Tom turns a chair around and straddles it with his arms over the back. He asks if Scott went out before his parents died. When Scott shakes his head and waves his hand, Tom says he must have had friends from school. Scott tells him that he got his first computer when he was thirteen and it was the first time he ever remembers feeling happy. Tom asks whether he felt happy or just safe. Scott argues that they're the same, that safe is happy. Tom says there's more to it than that. Searching for the right words, he says it's the feel of fall on your face, the pain in your stomach after one chili dog too many, something lost, something gained, somebody's touch on the side of your face. He says it's being afraid and (glancing at Alyson on the screen) loving someone and being loved. Scott angrily calls it a poem, something you read in a book and look at over and over again, wanting it to be real but it never is. Tom tells him he can't live without other people. He says, "Believe me, I know. You can't live without human contact." Scott says he doesn't live without human contact--he just makes it the way he needs it to be.

• CHALLENGE A: In the entries, update the part that opens with the first line and closes with the line containing "pixel 431 1050", replacing "metal platform" with "steel platform" and leaving everything else unchanged. Leave the pictures out of your answer.

• DATASET RECORDS:
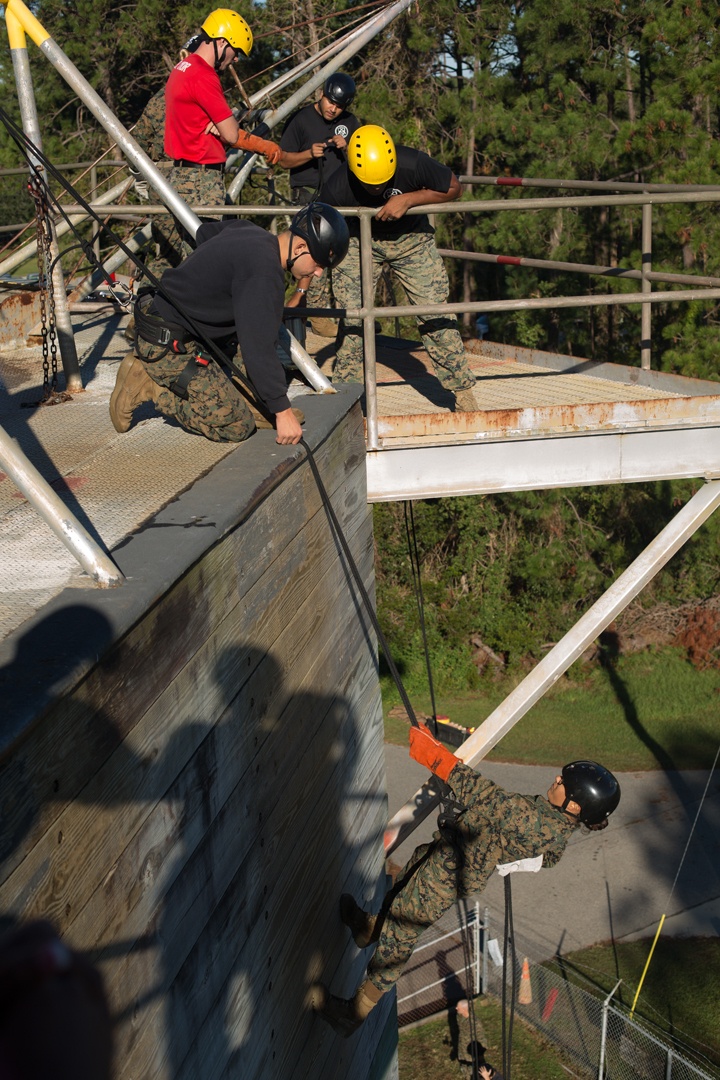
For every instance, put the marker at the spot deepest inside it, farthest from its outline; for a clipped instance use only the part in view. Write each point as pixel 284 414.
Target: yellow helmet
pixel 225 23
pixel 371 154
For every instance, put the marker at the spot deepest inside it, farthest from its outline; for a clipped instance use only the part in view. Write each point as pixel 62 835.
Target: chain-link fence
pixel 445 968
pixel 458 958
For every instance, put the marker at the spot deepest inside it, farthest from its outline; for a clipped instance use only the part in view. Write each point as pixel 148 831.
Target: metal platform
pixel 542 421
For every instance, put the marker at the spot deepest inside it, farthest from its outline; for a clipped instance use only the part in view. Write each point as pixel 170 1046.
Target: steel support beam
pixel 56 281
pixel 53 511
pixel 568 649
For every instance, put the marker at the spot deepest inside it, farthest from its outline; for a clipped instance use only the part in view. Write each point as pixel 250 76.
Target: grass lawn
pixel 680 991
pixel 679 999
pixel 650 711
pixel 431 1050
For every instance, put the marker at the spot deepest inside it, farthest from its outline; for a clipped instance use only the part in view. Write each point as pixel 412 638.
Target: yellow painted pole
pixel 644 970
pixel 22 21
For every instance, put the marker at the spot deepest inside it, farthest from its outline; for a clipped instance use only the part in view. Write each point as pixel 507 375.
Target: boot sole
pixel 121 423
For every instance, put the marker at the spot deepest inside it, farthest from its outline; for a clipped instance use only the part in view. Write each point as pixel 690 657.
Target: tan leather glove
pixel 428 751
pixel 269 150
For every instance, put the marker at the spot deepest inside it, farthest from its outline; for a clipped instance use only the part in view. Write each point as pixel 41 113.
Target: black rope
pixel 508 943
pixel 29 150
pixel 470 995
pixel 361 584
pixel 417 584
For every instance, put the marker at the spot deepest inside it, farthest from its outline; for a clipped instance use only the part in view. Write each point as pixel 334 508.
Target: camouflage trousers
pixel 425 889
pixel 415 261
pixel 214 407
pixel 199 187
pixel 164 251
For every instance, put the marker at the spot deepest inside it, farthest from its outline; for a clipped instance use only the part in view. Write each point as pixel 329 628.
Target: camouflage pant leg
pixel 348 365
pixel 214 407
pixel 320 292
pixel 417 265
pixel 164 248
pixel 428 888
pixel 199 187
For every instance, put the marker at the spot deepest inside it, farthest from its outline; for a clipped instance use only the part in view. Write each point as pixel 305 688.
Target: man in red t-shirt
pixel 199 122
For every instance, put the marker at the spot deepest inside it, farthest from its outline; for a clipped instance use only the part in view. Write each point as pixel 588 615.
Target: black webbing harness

• CHALLENGE B: In the scene with Tom and Scott, list every item Tom names after searching for the right words when he says there's more to it than feeling safe.

• TASK OUTPUT A:
For every instance, put the marker at the spot deepest inside it, farthest from its outline; for a clipped instance use only the part in view. Write each point as pixel 284 414.
Target: yellow helmet
pixel 225 23
pixel 371 154
For every instance, put the marker at the spot deepest inside it, farthest from its outline; for a clipped instance use only the part in view. Write each point as pixel 62 835.
Target: chain-link fence
pixel 445 968
pixel 458 958
For every instance, put the marker at the spot deepest inside it, farthest from its outline; for a clipped instance use only the part in view. Write each point as pixel 148 831.
Target: steel platform
pixel 542 421
For every instance, put the marker at the spot deepest inside it, farthest from its outline; for a clipped instance use only the part in view. Write each point as pixel 170 1046.
Target: steel support beam
pixel 56 281
pixel 53 511
pixel 568 649
For every instance, put the marker at the spot deepest inside it, farthest from its outline; for a clipped instance use only the part in view. Write each point as pixel 250 76.
Target: grass lawn
pixel 680 991
pixel 679 999
pixel 650 711
pixel 431 1050

• TASK OUTPUT B:
- the feel of fall on your face
- the pain in your stomach after one chili dog too many
- something lost
- something gained
- somebody's touch on the side of your face
- being afraid
- loving someone
- being loved